[Records from a collection]

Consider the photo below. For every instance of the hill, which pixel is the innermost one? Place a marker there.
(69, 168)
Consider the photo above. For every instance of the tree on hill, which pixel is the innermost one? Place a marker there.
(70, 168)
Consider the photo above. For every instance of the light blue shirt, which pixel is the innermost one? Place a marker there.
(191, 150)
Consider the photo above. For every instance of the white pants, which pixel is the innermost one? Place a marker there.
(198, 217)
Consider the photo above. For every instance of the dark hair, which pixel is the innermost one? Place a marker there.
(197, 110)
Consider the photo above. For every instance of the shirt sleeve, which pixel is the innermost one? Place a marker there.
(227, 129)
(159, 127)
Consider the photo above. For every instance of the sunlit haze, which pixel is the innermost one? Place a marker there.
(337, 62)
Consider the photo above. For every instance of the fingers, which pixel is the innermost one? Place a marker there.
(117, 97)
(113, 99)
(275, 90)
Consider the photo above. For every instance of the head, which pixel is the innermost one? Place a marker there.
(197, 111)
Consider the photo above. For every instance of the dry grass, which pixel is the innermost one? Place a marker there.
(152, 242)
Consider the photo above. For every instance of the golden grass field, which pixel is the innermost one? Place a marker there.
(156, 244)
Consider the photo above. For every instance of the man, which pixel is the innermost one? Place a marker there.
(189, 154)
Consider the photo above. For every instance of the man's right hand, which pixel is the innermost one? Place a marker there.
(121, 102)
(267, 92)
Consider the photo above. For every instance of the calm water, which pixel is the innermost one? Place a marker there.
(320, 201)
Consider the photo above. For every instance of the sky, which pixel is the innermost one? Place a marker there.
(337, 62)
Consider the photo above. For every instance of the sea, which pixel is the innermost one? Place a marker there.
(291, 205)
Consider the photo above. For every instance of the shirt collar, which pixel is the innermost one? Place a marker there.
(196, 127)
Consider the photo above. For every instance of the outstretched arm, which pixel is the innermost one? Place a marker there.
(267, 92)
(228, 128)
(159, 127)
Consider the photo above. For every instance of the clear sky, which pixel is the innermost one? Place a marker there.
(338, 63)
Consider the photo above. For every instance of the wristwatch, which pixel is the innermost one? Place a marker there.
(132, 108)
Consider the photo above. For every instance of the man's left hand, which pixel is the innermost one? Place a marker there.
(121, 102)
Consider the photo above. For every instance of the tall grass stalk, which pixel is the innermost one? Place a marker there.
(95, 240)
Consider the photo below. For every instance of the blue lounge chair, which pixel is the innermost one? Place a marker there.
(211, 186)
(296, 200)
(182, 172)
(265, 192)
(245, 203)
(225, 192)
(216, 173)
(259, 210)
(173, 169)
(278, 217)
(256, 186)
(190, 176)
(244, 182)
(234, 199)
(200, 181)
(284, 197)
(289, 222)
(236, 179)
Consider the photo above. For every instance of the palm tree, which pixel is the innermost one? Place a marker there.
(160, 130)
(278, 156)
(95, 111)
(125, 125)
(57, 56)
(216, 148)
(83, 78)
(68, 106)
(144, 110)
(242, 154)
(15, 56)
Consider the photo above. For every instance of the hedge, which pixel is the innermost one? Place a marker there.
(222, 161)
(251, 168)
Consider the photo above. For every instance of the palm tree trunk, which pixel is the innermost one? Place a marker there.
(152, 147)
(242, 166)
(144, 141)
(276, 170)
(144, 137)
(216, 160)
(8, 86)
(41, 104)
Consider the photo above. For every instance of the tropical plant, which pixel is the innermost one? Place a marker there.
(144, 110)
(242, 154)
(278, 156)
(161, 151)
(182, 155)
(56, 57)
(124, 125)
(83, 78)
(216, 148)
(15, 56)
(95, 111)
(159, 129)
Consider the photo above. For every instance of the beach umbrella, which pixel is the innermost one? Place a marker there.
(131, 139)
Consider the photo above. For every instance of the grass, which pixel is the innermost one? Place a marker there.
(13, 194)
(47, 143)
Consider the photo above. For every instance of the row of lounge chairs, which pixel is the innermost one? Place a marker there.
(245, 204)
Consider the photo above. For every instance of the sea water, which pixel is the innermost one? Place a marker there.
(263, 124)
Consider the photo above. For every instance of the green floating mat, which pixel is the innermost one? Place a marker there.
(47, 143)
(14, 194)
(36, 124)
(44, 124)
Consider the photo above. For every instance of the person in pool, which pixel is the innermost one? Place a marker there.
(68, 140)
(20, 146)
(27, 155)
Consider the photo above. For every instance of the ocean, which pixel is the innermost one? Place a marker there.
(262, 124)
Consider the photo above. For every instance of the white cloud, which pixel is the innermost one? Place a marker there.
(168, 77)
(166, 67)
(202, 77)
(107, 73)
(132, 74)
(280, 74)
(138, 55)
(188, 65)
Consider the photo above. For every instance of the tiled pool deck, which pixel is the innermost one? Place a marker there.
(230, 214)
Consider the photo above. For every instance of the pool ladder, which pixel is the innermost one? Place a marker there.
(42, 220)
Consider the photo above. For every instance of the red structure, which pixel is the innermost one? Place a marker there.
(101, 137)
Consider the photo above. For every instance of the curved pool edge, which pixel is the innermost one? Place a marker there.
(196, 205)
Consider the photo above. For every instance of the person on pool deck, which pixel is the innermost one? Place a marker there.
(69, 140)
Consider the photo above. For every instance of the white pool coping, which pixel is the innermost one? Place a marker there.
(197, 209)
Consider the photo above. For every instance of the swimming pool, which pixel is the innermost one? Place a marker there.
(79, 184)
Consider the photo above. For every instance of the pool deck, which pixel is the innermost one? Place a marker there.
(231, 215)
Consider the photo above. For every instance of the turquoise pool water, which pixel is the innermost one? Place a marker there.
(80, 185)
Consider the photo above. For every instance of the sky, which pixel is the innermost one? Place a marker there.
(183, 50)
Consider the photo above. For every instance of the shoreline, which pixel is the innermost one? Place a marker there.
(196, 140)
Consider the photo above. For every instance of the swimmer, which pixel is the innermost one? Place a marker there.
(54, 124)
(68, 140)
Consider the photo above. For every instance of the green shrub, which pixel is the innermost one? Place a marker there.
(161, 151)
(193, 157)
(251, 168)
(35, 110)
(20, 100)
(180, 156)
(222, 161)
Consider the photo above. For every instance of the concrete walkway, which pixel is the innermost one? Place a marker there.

TASK INSTRUCTIONS> The records above are to be transcribed exactly, with nothing left out.

RESULT BELOW>
Consider the photo below. For every instance of the hill, which pixel is the innermost one? Place a marker there.
(69, 168)
Consider the photo above. For every instance of the tree on hill, which pixel is the innermost one? Place a marker there.
(70, 168)
Consider the photo above. For every instance of the light blue shirt, which pixel is the innermost one? Place a marker there.
(191, 150)
Consider the photo above. For every instance of the white pants, which pixel is the innermost one? Place a marker there.
(198, 217)
Consider the photo above. For every instance of the dark hair, which pixel is the innermost one? Place a marker there.
(197, 110)
Consider the photo above. For every instance of the shirt sleeve, which pixel is the innermost one? Place a marker there.
(227, 129)
(159, 127)
Consider the photo above. For every instance of the sunlit haze, which pixel is the innermost one? Place a marker there.
(337, 62)
Consider the photo above. For every instance of the fingers, which pixel is the innermost one? Place a marker there.
(117, 97)
(113, 99)
(275, 90)
Consider the photo above. For every instance of the head, which pixel is the innermost one? Place a marker there.
(197, 111)
Consider the photo above. For every instance of the dry grass, which pixel is the innermost one? Place a marker there.
(152, 242)
Consider the photo above. For every instance of the golden grass field, which pixel is the innermost one? Place a marker there.
(156, 244)
Consider the photo above. For every instance of the man, which pixel is the innermost one? Place a marker there.
(189, 154)
Consider the photo above. For every instance of the man's right hand, which pixel is the innermost one? Place a marker there.
(121, 102)
(267, 92)
Consider the photo above. For every instance of the calm water, which pixel is the innermost one? Place a marker there.
(320, 201)
Consider the photo above. For every instance of the sky, which pixel is the innermost one? Place a marker there.
(337, 62)
Consider the photo above. For every instance of the sea, which pixel is the innermost one? Place a marker there.
(291, 205)
Consider the photo above. For every instance of the shirt collar, which pixel is the innermost one? Place a marker there.
(196, 127)
Consider the photo above. For every instance of the outstretched arm, which pixel is the innermost one? Place a marker there.
(267, 92)
(228, 128)
(159, 127)
Consider the photo above. For every instance of the clear sky, which pixel is the innermost one? Place a marker there.
(338, 63)
Consider the photo above. For every instance of the wristwatch, which pixel is the innermost one? Place a marker there.
(132, 108)
Consider the photo above. For every instance of the man's left hand, which pixel is the innermost one? Place a marker there.
(121, 102)
Consider the photo above. For every instance of the tall grass stalk, which pixel is the innermost one? Place a marker there.
(95, 240)
Consider the photo below. For every instance of the blue lounge chair, which pixel is the innermost one? Place a marker there.
(211, 186)
(296, 200)
(182, 172)
(265, 192)
(245, 203)
(225, 192)
(216, 173)
(259, 210)
(173, 169)
(278, 217)
(256, 186)
(190, 176)
(244, 182)
(234, 199)
(200, 181)
(284, 197)
(289, 222)
(236, 179)
Consider the photo above. For every instance of the palm tree, which pixel is the innermost one? Place a marker there.
(160, 130)
(278, 156)
(95, 111)
(125, 125)
(57, 56)
(216, 148)
(83, 78)
(68, 106)
(144, 110)
(242, 154)
(15, 56)
Consider the photo above. For every instance of the hedge, which pixel is the innermost one? Place a marker there.
(222, 161)
(251, 168)
Consider the photo above. For every instance of the palm tree trunk, which pixel is the innermost one? Place a marker there.
(152, 147)
(242, 166)
(144, 141)
(276, 170)
(144, 137)
(216, 160)
(8, 86)
(41, 104)
Consider the photo above. For every instance of the tropical plant, which pixel is the innermost one? Place a marker there.
(144, 110)
(242, 154)
(278, 156)
(161, 151)
(182, 155)
(56, 57)
(124, 125)
(83, 78)
(216, 148)
(15, 56)
(95, 111)
(159, 129)
Consider the photo above. For every instance of the beach umbrella, which pixel is the innermost one? Place a marker there.
(131, 139)
Consider the photo above. For every instance of the grass, which pixel is the innermost one? Place a marker there.
(13, 194)
(47, 143)
Consider the photo above. For every instance of the row of lounge chairs, which pixel is the innermost one? Place a marker there.
(245, 204)
Consider the photo above. For every instance of the sea water, which pixel is the innermost one? Place a marker there.
(263, 124)
Consider the photo above. For every instance of the green floating mat, which pixel is the innermost one? Place a marker there.
(47, 143)
(14, 194)
(36, 124)
(44, 124)
Consider the photo above. For every instance of the person in pool, which pixel is the innermost one? Place a marker there.
(68, 140)
(20, 146)
(27, 155)
Consider the photo above. For every instance of the ocean, which pixel is the innermost one? Place a marker there.
(262, 124)
Consider the photo above. For every instance of the white cloud, which pixel is the innermost one? Place a marker there.
(168, 77)
(166, 67)
(202, 77)
(107, 73)
(132, 74)
(280, 74)
(138, 55)
(188, 65)
Consider the photo above. For every instance of the tiled pool deck, which pixel is the innermost one? Place a marker there.
(230, 214)
Consider the photo above. For every instance of the pool ladder, which pixel is the innermost one? Place a marker there.
(42, 220)
Consider the photo above. For every instance of the red structure, which pixel is the innermost one? Place a marker there.
(101, 137)
Consider the photo above. For every instance of the curved pool edge, which pixel is the innermost one? Place a marker there.
(196, 205)
Consider the photo above. For every instance of the person on pool deck, which pixel is the innermost one? Place a marker there.
(69, 140)
Consider the photo above. For every instance of the white pool coping, which pixel is the innermost one? Place a marker there.
(197, 209)
Consider the photo above. For every instance of the swimming pool, which pixel is the innermost one? Place a marker there.
(79, 184)
Consider the photo above. For every instance of the pool deck, which pixel is the innermost one? Place a marker there.
(231, 215)
Consider the photo above. For every instance of the turquoise pool water, which pixel is the innermost one? Place a marker there.
(80, 185)
Consider the photo above. For every instance of the sky, which pixel is the innermost one? Place a marker there.
(183, 50)
Consider the photo above. For every instance of the shoreline, which pixel is the innermost one? Place a marker there.
(196, 140)
Consider the photo above. For every instance of the swimmer, which pixel is the innermost one? Place a marker there.
(54, 124)
(68, 140)
Consider the photo above. For every instance of the green shrub, which pixel is the innermost one? Place a marker there.
(161, 151)
(193, 157)
(251, 168)
(35, 110)
(20, 100)
(180, 156)
(222, 161)
Consider the photo above. For every instance of the concrete walkway, which pixel is the innermost one? Place a marker there.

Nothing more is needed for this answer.